THE TASK: Would you print the records below without changing anything?

THE RECORDS:
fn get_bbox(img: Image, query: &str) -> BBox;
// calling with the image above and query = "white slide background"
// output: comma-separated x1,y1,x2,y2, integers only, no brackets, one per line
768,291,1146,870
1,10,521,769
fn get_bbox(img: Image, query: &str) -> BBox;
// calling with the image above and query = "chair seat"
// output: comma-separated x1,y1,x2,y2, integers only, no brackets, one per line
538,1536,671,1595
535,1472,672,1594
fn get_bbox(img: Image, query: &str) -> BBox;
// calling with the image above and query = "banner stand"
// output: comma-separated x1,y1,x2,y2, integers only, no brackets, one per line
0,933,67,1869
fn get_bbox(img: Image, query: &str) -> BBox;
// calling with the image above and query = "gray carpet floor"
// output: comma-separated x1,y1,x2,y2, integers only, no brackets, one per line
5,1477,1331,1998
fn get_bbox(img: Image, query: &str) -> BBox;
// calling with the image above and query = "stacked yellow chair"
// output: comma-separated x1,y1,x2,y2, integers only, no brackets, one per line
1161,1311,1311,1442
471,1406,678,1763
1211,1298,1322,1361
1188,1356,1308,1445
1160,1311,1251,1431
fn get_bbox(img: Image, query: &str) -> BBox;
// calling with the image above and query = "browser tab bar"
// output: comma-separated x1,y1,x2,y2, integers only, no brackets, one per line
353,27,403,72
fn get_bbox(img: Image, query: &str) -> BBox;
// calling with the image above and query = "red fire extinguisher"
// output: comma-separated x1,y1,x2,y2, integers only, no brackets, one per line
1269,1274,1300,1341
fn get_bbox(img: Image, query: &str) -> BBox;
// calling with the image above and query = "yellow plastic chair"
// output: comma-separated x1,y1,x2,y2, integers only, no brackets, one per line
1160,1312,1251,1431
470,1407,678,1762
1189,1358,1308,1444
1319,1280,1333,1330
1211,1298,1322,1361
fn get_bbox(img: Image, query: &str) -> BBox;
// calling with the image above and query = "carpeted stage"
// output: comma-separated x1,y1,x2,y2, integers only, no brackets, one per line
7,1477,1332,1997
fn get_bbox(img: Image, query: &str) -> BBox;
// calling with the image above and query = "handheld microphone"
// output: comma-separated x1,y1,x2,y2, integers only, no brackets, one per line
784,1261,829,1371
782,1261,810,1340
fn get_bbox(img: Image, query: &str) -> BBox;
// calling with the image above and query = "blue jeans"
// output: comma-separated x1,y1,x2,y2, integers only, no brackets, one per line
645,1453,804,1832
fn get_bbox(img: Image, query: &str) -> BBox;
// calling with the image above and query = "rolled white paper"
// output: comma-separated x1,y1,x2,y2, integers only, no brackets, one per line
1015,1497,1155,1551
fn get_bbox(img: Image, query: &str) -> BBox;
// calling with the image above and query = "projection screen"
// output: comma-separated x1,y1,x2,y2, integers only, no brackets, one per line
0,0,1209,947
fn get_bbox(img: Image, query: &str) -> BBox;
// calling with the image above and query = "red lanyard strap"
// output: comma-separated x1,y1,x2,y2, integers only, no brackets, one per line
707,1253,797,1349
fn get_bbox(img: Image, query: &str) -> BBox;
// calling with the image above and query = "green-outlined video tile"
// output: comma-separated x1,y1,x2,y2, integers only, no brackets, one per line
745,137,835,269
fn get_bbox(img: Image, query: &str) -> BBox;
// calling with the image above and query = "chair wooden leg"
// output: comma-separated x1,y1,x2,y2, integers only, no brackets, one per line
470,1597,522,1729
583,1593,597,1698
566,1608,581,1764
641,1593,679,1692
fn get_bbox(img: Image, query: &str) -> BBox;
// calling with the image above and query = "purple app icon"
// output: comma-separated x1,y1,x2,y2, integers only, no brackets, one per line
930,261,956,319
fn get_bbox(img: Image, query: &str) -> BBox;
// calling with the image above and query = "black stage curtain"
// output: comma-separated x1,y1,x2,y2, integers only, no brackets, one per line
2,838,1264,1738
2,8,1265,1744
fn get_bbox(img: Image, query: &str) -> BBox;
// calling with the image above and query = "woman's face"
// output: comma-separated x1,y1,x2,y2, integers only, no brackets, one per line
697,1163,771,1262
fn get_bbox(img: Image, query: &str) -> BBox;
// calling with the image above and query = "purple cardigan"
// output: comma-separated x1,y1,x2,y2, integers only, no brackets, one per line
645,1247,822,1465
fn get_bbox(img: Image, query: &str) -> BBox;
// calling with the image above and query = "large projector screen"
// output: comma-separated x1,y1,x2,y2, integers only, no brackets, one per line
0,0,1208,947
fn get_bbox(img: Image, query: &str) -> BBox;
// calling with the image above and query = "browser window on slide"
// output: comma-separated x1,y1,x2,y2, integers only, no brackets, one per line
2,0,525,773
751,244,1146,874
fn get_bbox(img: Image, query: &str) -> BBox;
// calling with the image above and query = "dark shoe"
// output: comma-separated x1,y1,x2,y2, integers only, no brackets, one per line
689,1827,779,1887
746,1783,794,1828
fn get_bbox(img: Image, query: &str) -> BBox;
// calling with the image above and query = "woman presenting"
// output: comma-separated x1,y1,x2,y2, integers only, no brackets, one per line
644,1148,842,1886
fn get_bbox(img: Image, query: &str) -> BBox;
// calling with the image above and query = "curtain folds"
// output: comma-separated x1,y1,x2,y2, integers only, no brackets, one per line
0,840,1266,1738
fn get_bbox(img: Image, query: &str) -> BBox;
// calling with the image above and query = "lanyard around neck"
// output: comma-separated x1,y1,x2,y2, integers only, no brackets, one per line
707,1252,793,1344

OUTPUT OF THE EXERCISE:
fn get_bbox(img: Image, query: &str) -> BBox;
// calling with the image above and query = "white slide background"
// output: comma-separated x1,y1,x2,y2, integers only, no brackets, one per line
768,291,1146,870
1,10,521,769
fn get_bbox(img: Image, query: &str) -> BBox;
// calling with the image above and query = "chair seat"
// output: comma-separated x1,y1,x2,y2, integers only, no brackets, one per line
538,1536,671,1595
535,1472,672,1594
fn get_bbox(img: Image, query: &str) -> BBox;
// calling with the image above and query = "banner stand"
// output: comma-separated x1,y1,x2,y2, integers only, no brackets, one per line
0,933,67,1869
fn get_bbox(img: Image, query: &str) -> BBox;
// calling with the image above and query = "gray carpet floor"
// output: comma-separated x1,y1,x2,y2, integers only, no brackets, one per line
5,1477,1331,1998
fn get_bbox(img: Image, query: &str) -> BBox;
// calling with the image above and query = "stacked yellow chair"
// output: comma-separated x1,y1,x2,y2, integers only, no brackets, one per line
1161,1311,1311,1442
471,1406,678,1763
1211,1298,1322,1361
1188,1356,1308,1445
1160,1311,1251,1431
fn get_bbox(img: Image, query: &str) -> BBox;
// calling with the image above and query = "browser tab bar"
// output: comma-separated x1,y1,x2,y2, integers only, no brackets, one per line
353,27,403,72
fn get_bbox(img: Image, query: &str) -> BBox;
// calling with the image above and query = "red fire extinguisher"
// output: comma-separated x1,y1,x2,y2, integers only, no brackets, one per line
1269,1274,1300,1341
fn get_bbox(img: Image, query: &str) -> BBox;
// calling with the image above and query = "yellow plastic chair"
// output: comma-separated x1,y1,x2,y2, integers only, no brackets, one per line
1160,1312,1251,1431
470,1407,678,1762
1189,1358,1308,1444
1319,1280,1333,1330
1211,1298,1322,1361
fn get_bbox(img: Image, query: &str) -> BBox;
// calling with the image above and query = "carpeted stage"
// output: comma-separated x1,y1,x2,y2, integers only, no brackets, one per line
7,1477,1332,1997
fn get_bbox(img: Image, query: &str) -> BBox;
// calling with the image above and query = "handheld microphone"
// output: comma-separated x1,y1,x2,y2, integers only, no brackets, one per line
784,1261,829,1371
782,1261,810,1340
fn get_bbox(img: Image, query: &str) -> BBox;
// calling with the image above and query = "blue jeans"
// output: comma-separated x1,y1,x2,y2, integers only, no brackets, one per line
645,1453,804,1832
fn get_bbox(img: Image, query: &str) -> BBox;
// calling with the image above and query = "rolled white paper"
// output: comma-separated x1,y1,x2,y2, integers only, no brackets, one per line
1015,1497,1155,1551
fn get_bbox(img: Image, query: &str) -> BBox;
// calling with the image above and query = "projection screen"
// output: comma-separated x1,y1,x2,y2, integers only, no brackets, one per line
0,0,1209,947
fn get_bbox(img: Image, query: &str) -> BBox;
// calling with the image above and query = "red lanyard strap"
// output: comma-separated x1,y1,x2,y2, integers only, no brackets, one per line
707,1253,797,1349
fn get_bbox(img: Image, query: &str) -> BBox;
// calling with the image above and query = "green-outlined video tile"
// output: comma-separated x1,y1,x2,y2, integers only, no brackets, one per line
745,137,835,269
fn get_bbox(img: Image, query: &str) -> BBox;
// calling with the image above and query = "chair wooden leg"
// output: comma-separated x1,y1,x2,y2, integers only, no brackets, one per line
470,1597,522,1729
583,1593,597,1698
566,1608,581,1764
641,1593,679,1692
fn get_bbox(img: Image, query: &str) -> BBox;
// calling with the image above and query = "purple app icon"
// output: comma-separated x1,y1,x2,y2, integers only, no brackets, one per line
930,261,956,319
fn get_bbox(img: Image, query: &str) -> BBox;
// calling with the image above and query = "black stage curtain"
// output: comma-separated x1,y1,x2,y2, integers only, no brackets, one per line
2,838,1264,1738
2,8,1265,1744
fn get_bbox(img: Image, query: &str) -> BBox;
// calling with the image above and query = "woman's face"
// output: comma-separated x1,y1,x2,y2, integers only, no brackets, one per line
697,1163,771,1262
fn get_bbox(img: Image, query: &str) -> BBox;
// calling with the image above and query = "purple cardigan"
// output: comma-separated x1,y1,x2,y2, integers only, no brackets, one per line
645,1247,822,1465
fn get_bbox(img: Image, query: &str) -> BBox;
// calling with the image above and query = "large projector screen"
// output: comma-separated x1,y1,x2,y2, integers only, no brackets, one per line
0,0,1208,947
fn get_bbox(img: Image, query: &str) -> BBox;
// calling with the image above and query = "browser window on slide"
// output: comma-separated x1,y1,x2,y2, integers only, no brackets, one per line
2,0,525,773
751,244,1146,874
fn get_bbox(img: Image, query: &str) -> BBox;
// calling with the image above and query = "dark shoe"
// output: comma-separated x1,y1,x2,y2, integers only, no brackets, one per line
689,1827,779,1887
746,1783,794,1828
fn get_bbox(img: Image, query: &str) -> BBox;
// calling with the image above and query = "woman presenting"
// output: comma-separated x1,y1,x2,y2, integers only, no brackets, one per line
644,1148,842,1886
fn get_bbox(img: Image, query: &str) -> BBox;
// calling with the image above and query = "curtain folds"
// output: comma-separated x1,y1,x2,y2, integers only, no brackets, one per line
0,840,1266,1738
fn get_bbox(img: Image, query: &str) -> BBox;
// calling with the image above and query = "lanyard around neck"
// output: comma-separated x1,y1,x2,y2, integers only, no brackets, one per line
707,1252,793,1344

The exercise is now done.